Selected extract:
—————

Now that I’ve gotten that clickbaity stuff out of the way, I should probably clarify a few points:

  1. When I spoke of capitalism above, that was some slight bending of the truth. The conservatives I’m speaking of actually opposed industrialism, not capitalism per se. But industrialism is what enabled the rise of modern capitalism. We wouldn’t have capitalism without it. So conservatives’ later acceptance of industrialism necessarily led to their eventual full embrace of capitalism.

  2. When I speak of conservatives here, I mean in the American sense, circa the early twentieth century.

  3. We’re going to take as our central focus an essay by Lyle H. Lanier entitled “A Critique of the Philosophy of Progress” in the collection I’ll Take My Stand by the Twelve Southerners, who were a group of Southern Agrarians.

Now, don’t take this entry as my endorsement of the Agrarians. They exemplified problems galore, particularly their willingness to gloss over the abuses and exploitations of slavery. I’m not naive to their abominable positions. That said, what if we peeled back some of the layers of where we are now and investigated where we could have been had we followed the Agrarians’ critiques, at least in part?

So who were these Agrarians and how could their philosophy have averted our course from fascism?

Well, for starters, the Agrarians were not pro-slavery. The text we’re working with was published in 1930. They realized that battle was over and done with. However, that didn’t stop them from pining after some essential essence of that old way of life. A yearning, a sense of loss, permeates I’ll Take My Stand. When the authors speak of the Civil War’s outcome as the abolition of not just slavery, but also of a way of life, they mean it. The loss is personal for them and it cuts all the way even to the basic unit of the family.

—————

Listing:
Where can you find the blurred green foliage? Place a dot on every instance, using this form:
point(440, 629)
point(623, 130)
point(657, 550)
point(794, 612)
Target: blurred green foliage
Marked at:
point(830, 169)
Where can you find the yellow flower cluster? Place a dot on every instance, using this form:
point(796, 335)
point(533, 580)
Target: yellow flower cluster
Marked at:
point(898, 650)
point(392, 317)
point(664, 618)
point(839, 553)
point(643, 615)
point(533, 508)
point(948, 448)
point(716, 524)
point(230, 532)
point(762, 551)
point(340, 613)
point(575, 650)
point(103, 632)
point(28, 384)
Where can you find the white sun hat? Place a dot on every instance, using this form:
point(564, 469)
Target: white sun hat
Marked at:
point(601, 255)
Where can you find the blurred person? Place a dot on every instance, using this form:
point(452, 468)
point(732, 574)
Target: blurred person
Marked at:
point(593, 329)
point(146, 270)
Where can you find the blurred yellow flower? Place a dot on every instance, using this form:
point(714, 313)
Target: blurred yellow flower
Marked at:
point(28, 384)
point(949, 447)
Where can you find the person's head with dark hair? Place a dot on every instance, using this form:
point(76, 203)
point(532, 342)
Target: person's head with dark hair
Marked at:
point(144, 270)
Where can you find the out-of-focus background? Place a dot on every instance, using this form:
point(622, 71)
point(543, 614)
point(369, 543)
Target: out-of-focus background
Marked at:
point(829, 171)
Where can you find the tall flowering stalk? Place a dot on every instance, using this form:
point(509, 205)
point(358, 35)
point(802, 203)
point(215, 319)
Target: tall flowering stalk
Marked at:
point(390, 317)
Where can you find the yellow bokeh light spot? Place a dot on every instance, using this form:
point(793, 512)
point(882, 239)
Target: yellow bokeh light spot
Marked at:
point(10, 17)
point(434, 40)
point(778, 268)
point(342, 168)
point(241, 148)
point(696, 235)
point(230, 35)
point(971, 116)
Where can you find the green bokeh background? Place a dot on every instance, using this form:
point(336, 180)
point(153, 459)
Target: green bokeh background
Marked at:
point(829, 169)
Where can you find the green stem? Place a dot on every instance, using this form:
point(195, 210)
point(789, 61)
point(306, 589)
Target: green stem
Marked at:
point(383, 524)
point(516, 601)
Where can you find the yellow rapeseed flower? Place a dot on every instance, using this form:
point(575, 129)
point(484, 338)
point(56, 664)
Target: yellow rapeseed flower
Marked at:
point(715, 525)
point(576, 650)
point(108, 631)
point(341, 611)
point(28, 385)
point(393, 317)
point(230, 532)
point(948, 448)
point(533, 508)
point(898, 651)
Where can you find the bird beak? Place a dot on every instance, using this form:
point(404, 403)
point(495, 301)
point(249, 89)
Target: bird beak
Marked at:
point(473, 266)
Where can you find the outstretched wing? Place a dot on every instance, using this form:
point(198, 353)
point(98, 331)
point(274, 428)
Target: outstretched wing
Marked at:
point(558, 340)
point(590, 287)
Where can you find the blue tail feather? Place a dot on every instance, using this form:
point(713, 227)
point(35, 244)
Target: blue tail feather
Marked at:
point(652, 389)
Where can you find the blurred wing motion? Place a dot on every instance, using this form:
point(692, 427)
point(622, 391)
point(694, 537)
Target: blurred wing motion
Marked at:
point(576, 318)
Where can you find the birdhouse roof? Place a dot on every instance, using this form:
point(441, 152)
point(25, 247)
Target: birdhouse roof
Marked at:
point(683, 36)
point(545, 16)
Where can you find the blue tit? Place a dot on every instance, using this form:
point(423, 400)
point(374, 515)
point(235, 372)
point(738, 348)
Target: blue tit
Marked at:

—————

Task list:
**a.** Quote the passage on the Southern Agrarians, starting with "2. When I speak" and going on through "course from fascism?".
**b.** In the passage on the Southern Agrarians, who wrote the essay "A Critique of the Philosophy of Progress"?

The replies:
**a.**
2. When I speak of conservatives here, I mean in the American sense, circa the early twentieth century.

  3. We’re going to take as our central focus an essay by Lyle H. Lanier entitled “A Critique of the Philosophy of Progress” in the collection I’ll Take My Stand by the Twelve Southerners, who were a group of Southern Agrarians.

Now, don’t take this entry as my endorsement of the Agrarians. They exemplified problems galore, particularly their willingness to gloss over the abuses and exploitations of slavery. I’m not naive to their abominable positions. That said, what if we peeled back some of the layers of where we are now and investigated where we could have been had we followed the Agrarians’ critiques, at least in part?

So who were these Agrarians and how could their philosophy have averted our course from fascism?

**b.** Lyle H. Lanier